A verbatim transcript of the data that follows, free of images, is the expected result.

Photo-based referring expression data
-=-=-

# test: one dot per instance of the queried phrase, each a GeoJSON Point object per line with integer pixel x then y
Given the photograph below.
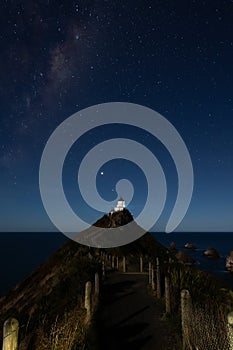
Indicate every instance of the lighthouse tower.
{"type": "Point", "coordinates": [120, 206]}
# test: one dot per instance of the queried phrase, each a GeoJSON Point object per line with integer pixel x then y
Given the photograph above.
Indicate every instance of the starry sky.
{"type": "Point", "coordinates": [58, 57]}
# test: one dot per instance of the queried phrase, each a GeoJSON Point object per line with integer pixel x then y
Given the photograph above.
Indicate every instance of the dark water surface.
{"type": "Point", "coordinates": [21, 253]}
{"type": "Point", "coordinates": [222, 241]}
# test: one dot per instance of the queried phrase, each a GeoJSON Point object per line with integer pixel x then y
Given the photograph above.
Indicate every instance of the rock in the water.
{"type": "Point", "coordinates": [172, 246]}
{"type": "Point", "coordinates": [211, 252]}
{"type": "Point", "coordinates": [190, 246]}
{"type": "Point", "coordinates": [229, 262]}
{"type": "Point", "coordinates": [184, 258]}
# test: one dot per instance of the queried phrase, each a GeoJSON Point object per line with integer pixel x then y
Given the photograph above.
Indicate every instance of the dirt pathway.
{"type": "Point", "coordinates": [129, 318]}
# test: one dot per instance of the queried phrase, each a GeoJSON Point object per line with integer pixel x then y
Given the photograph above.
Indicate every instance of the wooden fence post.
{"type": "Point", "coordinates": [141, 263]}
{"type": "Point", "coordinates": [113, 261]}
{"type": "Point", "coordinates": [88, 301]}
{"type": "Point", "coordinates": [167, 294]}
{"type": "Point", "coordinates": [152, 278]}
{"type": "Point", "coordinates": [97, 285]}
{"type": "Point", "coordinates": [124, 264]}
{"type": "Point", "coordinates": [230, 330]}
{"type": "Point", "coordinates": [103, 269]}
{"type": "Point", "coordinates": [150, 274]}
{"type": "Point", "coordinates": [10, 334]}
{"type": "Point", "coordinates": [158, 281]}
{"type": "Point", "coordinates": [186, 314]}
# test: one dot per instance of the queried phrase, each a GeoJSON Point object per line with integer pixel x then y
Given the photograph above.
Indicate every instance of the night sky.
{"type": "Point", "coordinates": [58, 57]}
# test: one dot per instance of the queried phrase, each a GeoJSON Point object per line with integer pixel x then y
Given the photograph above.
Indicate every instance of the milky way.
{"type": "Point", "coordinates": [58, 57]}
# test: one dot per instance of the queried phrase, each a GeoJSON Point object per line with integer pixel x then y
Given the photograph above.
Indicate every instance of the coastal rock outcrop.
{"type": "Point", "coordinates": [172, 246]}
{"type": "Point", "coordinates": [229, 262]}
{"type": "Point", "coordinates": [211, 252]}
{"type": "Point", "coordinates": [190, 246]}
{"type": "Point", "coordinates": [184, 258]}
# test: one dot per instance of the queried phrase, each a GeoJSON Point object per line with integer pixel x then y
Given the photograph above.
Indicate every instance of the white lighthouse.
{"type": "Point", "coordinates": [120, 206]}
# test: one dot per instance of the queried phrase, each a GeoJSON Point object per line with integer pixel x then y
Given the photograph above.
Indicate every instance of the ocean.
{"type": "Point", "coordinates": [21, 253]}
{"type": "Point", "coordinates": [221, 241]}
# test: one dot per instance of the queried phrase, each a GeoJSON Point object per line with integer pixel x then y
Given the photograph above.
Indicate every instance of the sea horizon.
{"type": "Point", "coordinates": [22, 252]}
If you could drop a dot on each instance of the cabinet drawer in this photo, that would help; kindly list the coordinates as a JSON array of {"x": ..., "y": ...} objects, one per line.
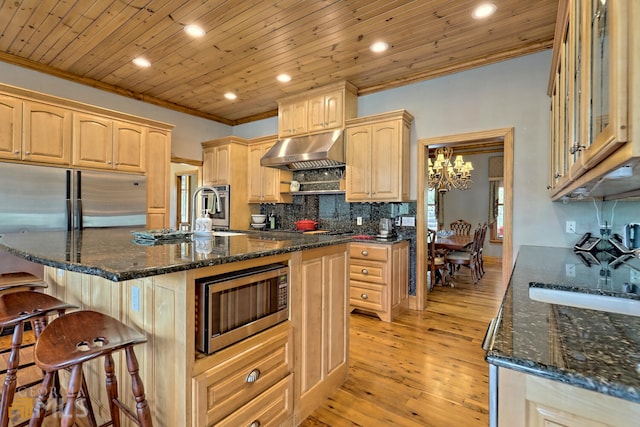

-=-=-

*Exercise output*.
# test: one dot per instance of the queried phrase, each a GeoJSON Point object per line with integer pixel x then y
Given the photograph below.
Indicate every instance of the lighthouse tower.
{"type": "Point", "coordinates": [120, 206]}
# test: one dot per instance of the queried phrase, each a GeoJSON Point object per line with integer pixel x then y
Given the photograph above.
Indicate every instance of the starry sky.
{"type": "Point", "coordinates": [58, 57]}
# test: one dot per instance of the queried phrase, each a GeoJSON Point object per line with integer pixel x then y
Given the photograph above.
Indicate every instance of the dark water surface.
{"type": "Point", "coordinates": [21, 253]}
{"type": "Point", "coordinates": [222, 241]}
# test: one dot per instance of the queried phrase, each a GeoJSON Point object per line with integer pixel x then y
Given the photograph above.
Indicate every instance of the rock in the water.
{"type": "Point", "coordinates": [172, 246]}
{"type": "Point", "coordinates": [211, 252]}
{"type": "Point", "coordinates": [190, 246]}
{"type": "Point", "coordinates": [229, 262]}
{"type": "Point", "coordinates": [184, 258]}
# test: one dot per instance of the queried phrase, each a GeoJSON Point object per line with integer pixel x then y
Given the photograph above.
Indicate every instance of the dirt pathway.
{"type": "Point", "coordinates": [129, 318]}
# test: one dot per instance of the queried phrase, each a GeoJSON Point object per line with integer pixel x then y
Given the photograph above.
Indicate every instance of the wooden fence post.
{"type": "Point", "coordinates": [141, 263]}
{"type": "Point", "coordinates": [113, 261]}
{"type": "Point", "coordinates": [88, 301]}
{"type": "Point", "coordinates": [167, 294]}
{"type": "Point", "coordinates": [152, 278]}
{"type": "Point", "coordinates": [97, 285]}
{"type": "Point", "coordinates": [124, 264]}
{"type": "Point", "coordinates": [230, 330]}
{"type": "Point", "coordinates": [103, 269]}
{"type": "Point", "coordinates": [150, 274]}
{"type": "Point", "coordinates": [10, 334]}
{"type": "Point", "coordinates": [158, 281]}
{"type": "Point", "coordinates": [186, 314]}
# test: one dot per instance of the queried phrase, each a GeoJSON Point object per line with integer pixel x then y
Given the photograph above.
Indicate every instance of the night sky.
{"type": "Point", "coordinates": [58, 57]}
# test: one dot per instance of the queried phrase, each a GeoJSON Point object per line with integer pixel x then y
Given the photograph above.
Indicate every instance of the milky way.
{"type": "Point", "coordinates": [58, 57]}
# test: one dot per instance of the queried phrase, each a GeoJSON Point object per line with integer pixel x then y
Given the photograph above.
Indicate every instance of the coastal rock outcrop.
{"type": "Point", "coordinates": [172, 246]}
{"type": "Point", "coordinates": [229, 262]}
{"type": "Point", "coordinates": [211, 252]}
{"type": "Point", "coordinates": [190, 246]}
{"type": "Point", "coordinates": [184, 258]}
# test: one dot per instance of the queried phrase, each a GeoJSON Point object per line with integer pixel x then y
Given the photograph above.
Indicate every instance of the white lighthouse.
{"type": "Point", "coordinates": [120, 206]}
# test: one dot per instance of the queried phrase, each a GeoJSON Point object per line with integer pixel x then y
Given the photograph above.
Indicate every instance of the ocean.
{"type": "Point", "coordinates": [21, 253]}
{"type": "Point", "coordinates": [221, 241]}
# test: one dot per instance of the queried phrase, each a GeoJSON Point object per line with integer pixel x then y
Given the photograph above.
Indicate every instance of the sea horizon.
{"type": "Point", "coordinates": [22, 252]}
If you could drop a dot on each instance of the cabinet drawer in this photo, that would help; kindly list the coordinates as a JSON array of {"x": ..., "y": ...} objects, one per line.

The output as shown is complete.